• **Linhas do conjunto de dados**:
+-------+
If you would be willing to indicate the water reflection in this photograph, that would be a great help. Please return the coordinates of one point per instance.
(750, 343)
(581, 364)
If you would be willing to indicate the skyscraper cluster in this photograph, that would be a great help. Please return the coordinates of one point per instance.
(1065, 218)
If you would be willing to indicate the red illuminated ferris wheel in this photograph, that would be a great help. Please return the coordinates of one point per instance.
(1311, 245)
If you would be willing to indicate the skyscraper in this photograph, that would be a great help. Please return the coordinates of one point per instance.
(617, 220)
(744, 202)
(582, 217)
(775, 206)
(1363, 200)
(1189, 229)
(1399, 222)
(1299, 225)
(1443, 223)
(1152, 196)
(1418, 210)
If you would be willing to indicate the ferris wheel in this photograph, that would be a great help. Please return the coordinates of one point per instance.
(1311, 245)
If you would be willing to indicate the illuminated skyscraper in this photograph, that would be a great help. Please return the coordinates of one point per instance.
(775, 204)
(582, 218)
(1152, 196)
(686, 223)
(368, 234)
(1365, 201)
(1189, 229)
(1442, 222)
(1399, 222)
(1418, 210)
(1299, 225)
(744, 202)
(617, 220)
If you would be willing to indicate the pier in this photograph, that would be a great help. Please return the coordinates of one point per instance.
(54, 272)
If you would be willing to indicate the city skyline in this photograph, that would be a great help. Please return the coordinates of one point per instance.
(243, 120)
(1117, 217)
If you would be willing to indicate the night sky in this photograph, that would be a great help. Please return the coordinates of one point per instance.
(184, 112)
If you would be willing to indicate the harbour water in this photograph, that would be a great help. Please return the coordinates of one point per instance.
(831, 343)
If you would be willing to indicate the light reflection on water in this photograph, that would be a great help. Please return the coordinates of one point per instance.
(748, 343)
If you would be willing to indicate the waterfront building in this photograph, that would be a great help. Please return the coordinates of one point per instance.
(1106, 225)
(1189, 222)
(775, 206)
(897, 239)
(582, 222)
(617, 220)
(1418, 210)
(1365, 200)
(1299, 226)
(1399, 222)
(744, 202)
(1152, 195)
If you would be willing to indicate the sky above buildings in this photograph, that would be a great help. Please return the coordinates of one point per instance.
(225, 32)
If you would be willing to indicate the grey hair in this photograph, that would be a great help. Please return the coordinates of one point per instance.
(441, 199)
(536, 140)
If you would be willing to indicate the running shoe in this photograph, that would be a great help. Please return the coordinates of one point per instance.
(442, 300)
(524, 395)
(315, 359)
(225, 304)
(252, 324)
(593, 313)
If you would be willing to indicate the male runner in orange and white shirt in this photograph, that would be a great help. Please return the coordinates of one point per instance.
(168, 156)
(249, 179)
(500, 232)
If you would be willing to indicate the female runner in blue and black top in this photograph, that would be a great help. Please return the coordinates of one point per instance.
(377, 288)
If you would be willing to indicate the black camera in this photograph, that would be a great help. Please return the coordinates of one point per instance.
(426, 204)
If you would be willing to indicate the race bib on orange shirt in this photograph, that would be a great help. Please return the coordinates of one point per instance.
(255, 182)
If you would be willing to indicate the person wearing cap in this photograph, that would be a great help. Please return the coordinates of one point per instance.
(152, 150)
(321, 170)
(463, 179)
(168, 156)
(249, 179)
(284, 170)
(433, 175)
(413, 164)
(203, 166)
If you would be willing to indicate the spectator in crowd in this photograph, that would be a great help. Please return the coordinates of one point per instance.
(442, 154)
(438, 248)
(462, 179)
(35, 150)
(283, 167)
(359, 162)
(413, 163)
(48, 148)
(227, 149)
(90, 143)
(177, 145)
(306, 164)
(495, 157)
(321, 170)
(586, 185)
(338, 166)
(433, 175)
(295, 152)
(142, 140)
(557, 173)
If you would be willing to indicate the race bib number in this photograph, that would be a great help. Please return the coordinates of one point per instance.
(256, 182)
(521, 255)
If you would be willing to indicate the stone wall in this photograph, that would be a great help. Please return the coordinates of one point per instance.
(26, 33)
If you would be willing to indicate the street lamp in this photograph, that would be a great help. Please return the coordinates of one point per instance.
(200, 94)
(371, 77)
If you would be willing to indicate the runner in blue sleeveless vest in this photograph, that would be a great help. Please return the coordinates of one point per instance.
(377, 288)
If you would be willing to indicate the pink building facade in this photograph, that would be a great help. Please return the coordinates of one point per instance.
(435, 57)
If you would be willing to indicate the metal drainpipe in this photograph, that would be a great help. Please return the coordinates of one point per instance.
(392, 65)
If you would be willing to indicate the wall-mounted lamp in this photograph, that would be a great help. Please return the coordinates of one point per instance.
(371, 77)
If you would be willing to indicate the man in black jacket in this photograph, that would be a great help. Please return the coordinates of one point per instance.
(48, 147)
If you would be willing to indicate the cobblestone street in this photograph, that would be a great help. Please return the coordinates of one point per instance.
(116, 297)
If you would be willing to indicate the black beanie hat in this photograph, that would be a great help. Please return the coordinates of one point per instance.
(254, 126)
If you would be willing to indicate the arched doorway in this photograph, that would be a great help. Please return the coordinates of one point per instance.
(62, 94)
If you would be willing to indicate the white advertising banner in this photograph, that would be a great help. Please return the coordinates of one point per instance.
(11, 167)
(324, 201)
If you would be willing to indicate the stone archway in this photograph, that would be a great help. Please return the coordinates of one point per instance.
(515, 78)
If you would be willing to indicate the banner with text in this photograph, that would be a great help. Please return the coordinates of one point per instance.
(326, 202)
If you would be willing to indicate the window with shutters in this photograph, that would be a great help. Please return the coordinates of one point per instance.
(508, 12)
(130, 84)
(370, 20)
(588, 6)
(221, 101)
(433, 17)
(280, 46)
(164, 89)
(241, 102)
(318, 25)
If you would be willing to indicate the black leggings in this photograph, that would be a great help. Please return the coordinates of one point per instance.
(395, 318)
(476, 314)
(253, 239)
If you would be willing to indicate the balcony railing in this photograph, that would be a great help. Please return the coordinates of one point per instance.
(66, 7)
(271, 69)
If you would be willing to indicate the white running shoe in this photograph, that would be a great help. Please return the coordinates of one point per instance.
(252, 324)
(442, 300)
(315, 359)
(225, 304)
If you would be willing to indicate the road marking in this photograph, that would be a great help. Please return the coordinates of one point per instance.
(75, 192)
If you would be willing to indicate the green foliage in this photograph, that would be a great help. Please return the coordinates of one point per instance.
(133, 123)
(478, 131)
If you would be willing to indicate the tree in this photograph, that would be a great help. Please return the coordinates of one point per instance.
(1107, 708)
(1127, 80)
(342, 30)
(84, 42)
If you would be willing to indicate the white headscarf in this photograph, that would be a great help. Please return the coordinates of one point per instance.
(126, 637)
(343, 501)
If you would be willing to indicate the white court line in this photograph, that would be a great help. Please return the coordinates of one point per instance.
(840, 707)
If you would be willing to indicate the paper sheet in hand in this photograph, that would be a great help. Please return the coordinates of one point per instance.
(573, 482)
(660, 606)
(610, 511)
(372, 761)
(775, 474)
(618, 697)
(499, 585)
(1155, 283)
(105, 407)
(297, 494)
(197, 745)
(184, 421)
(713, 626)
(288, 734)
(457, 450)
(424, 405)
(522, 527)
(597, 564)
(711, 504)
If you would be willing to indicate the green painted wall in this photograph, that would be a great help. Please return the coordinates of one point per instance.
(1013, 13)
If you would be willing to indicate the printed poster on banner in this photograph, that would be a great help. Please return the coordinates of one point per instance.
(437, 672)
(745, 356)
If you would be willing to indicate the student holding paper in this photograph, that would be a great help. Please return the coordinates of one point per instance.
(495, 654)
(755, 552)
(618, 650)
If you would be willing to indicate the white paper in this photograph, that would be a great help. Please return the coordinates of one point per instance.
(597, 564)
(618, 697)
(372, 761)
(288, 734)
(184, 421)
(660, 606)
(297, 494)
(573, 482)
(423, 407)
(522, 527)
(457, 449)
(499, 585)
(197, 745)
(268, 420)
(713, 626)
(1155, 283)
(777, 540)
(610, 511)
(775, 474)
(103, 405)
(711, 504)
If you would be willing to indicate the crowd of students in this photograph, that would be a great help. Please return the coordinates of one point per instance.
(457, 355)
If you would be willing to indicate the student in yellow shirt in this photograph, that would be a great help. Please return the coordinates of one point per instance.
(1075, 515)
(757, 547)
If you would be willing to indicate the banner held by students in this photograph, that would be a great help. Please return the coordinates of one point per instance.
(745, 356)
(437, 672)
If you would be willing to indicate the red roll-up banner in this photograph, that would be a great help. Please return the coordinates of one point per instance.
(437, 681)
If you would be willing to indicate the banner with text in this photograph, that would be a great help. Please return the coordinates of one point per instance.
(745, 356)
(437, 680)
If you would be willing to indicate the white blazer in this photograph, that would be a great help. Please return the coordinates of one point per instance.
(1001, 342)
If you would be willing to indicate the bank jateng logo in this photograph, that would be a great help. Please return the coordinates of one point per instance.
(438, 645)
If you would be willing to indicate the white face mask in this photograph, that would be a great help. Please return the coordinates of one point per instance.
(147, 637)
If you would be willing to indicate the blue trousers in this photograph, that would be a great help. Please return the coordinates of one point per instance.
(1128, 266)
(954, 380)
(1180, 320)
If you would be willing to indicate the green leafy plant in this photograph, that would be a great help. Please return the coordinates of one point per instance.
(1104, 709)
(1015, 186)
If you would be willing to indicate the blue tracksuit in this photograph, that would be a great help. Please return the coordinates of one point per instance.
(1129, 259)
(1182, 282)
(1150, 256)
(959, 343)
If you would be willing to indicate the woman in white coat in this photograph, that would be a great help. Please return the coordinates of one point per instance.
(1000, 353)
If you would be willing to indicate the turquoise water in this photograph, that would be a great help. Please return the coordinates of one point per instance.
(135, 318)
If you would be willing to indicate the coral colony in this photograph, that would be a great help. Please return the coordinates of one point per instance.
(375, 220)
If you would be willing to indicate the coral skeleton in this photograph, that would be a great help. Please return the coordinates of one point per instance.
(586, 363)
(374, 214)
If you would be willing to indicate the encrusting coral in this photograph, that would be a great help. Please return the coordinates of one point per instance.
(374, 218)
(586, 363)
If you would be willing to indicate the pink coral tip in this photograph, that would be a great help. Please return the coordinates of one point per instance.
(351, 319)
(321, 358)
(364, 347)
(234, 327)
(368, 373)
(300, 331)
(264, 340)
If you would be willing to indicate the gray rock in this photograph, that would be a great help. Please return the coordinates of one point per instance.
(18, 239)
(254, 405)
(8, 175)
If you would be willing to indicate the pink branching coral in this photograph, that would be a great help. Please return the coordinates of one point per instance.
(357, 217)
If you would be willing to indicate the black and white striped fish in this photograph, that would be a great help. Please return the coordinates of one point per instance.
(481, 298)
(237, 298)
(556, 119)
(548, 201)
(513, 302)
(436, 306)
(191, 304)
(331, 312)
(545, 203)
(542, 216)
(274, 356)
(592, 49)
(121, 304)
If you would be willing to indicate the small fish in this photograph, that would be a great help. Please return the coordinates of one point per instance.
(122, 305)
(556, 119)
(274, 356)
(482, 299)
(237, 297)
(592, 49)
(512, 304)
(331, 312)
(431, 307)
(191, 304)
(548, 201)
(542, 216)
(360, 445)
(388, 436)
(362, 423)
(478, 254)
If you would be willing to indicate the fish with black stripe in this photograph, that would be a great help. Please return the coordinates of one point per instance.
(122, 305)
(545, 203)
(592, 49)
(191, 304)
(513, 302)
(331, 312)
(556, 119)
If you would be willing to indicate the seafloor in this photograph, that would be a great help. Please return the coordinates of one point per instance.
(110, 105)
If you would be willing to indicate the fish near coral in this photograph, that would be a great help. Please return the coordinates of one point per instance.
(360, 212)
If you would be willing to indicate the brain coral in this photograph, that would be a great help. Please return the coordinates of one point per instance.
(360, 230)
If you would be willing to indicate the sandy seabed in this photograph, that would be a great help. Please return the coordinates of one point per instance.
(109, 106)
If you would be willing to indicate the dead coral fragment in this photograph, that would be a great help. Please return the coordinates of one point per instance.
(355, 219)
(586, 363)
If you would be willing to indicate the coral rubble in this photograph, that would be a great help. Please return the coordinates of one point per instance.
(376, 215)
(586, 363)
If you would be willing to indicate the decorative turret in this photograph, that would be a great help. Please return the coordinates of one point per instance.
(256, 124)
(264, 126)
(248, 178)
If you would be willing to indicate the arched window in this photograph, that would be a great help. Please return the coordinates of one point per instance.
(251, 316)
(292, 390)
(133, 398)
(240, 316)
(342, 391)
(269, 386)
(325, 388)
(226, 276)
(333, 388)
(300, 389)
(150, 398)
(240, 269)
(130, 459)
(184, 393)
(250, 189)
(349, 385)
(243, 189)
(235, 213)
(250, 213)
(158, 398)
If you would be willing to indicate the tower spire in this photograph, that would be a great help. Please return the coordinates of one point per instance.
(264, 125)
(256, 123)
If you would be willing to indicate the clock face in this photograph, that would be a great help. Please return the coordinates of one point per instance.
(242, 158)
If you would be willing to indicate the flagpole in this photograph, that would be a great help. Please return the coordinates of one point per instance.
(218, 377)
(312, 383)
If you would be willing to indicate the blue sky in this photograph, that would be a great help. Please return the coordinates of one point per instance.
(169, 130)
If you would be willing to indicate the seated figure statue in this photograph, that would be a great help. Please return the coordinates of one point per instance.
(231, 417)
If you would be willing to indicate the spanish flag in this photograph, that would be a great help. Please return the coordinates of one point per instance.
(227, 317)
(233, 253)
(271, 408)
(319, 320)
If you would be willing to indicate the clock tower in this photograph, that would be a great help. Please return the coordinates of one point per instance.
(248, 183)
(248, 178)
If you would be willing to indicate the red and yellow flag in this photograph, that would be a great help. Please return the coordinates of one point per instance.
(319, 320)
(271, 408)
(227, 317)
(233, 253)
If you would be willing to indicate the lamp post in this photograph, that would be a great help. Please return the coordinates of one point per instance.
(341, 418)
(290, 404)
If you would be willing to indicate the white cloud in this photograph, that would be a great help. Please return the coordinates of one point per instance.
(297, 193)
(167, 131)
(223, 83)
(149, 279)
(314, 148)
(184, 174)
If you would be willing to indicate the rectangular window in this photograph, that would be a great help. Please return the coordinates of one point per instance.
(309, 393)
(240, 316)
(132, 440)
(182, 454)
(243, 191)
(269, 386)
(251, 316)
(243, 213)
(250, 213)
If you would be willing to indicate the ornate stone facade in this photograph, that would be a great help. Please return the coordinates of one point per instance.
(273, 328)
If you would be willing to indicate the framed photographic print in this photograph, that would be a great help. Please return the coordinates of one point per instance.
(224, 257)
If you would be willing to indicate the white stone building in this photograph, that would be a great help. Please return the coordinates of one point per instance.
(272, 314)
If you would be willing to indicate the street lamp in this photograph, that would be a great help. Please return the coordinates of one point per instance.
+-------+
• **Trabalho a fazer**: Reescreva como lista numerada o trecho dos dados que vai da linha que contém "If you would be willing to indicate the green painted" até a linha que contém "(1001, 342)", com as duas incluídas e sem as linhas em branco.

• **Solução do exercício**:
1. If you would be willing to indicate the green painted wall in this photograph, that would be a great help. Please return the coordinates of one point per instance.
2. (1013, 13)
3. If you would be willing to indicate the printed poster on banner in this photograph, that would be a great help. Please return the coordinates of one point per instance.
4. (437, 672)
5. (745, 356)
6. If you would be willing to indicate the student holding paper in this photograph, that would be a great help. Please return the coordinates of one point per instance.
7. (495, 654)
8. (755, 552)
9. (618, 650)
10. If you would be willing to indicate the white paper in this photograph, that would be a great help. Please return the coordinates of one point per instance.
11. (597, 564)
12. (618, 697)
13. (372, 761)
14. (288, 734)
15. (184, 421)
16. (660, 606)
17. (297, 494)
18. (573, 482)
19. (423, 407)
20. (522, 527)
21. (457, 449)
22. (499, 585)
23. (197, 745)
24. (268, 420)
25. (713, 626)
26. (1155, 283)
27. (777, 540)
28. (610, 511)
29. (775, 474)
30. (103, 405)
31. (711, 504)
32. If you would be willing to indicate the crowd of students in this photograph, that would be a great help. Please return the coordinates of one point per instance.
33. (457, 355)
34. If you would be willing to indicate the student in yellow shirt in this photograph, that would be a great help. Please return the coordinates of one point per instance.
35. (1075, 515)
36. (757, 547)
37. If you would be willing to indicate the banner held by students in this photograph, that would be a great help. Please return the coordinates of one point per instance.
38. (745, 356)
39. (437, 672)
40. If you would be willing to indicate the red roll-up banner in this photograph, that would be a great help. Please return the coordinates of one point per instance.
41. (437, 681)
42. If you would be willing to indicate the banner with text in this photograph, that would be a great help. Please return the coordinates of one point per instance.
43. (745, 356)
44. (437, 680)
45. If you would be willing to indicate the white blazer in this photograph, that would be a great help. Please return the coordinates of one point per instance.
46. (1001, 342)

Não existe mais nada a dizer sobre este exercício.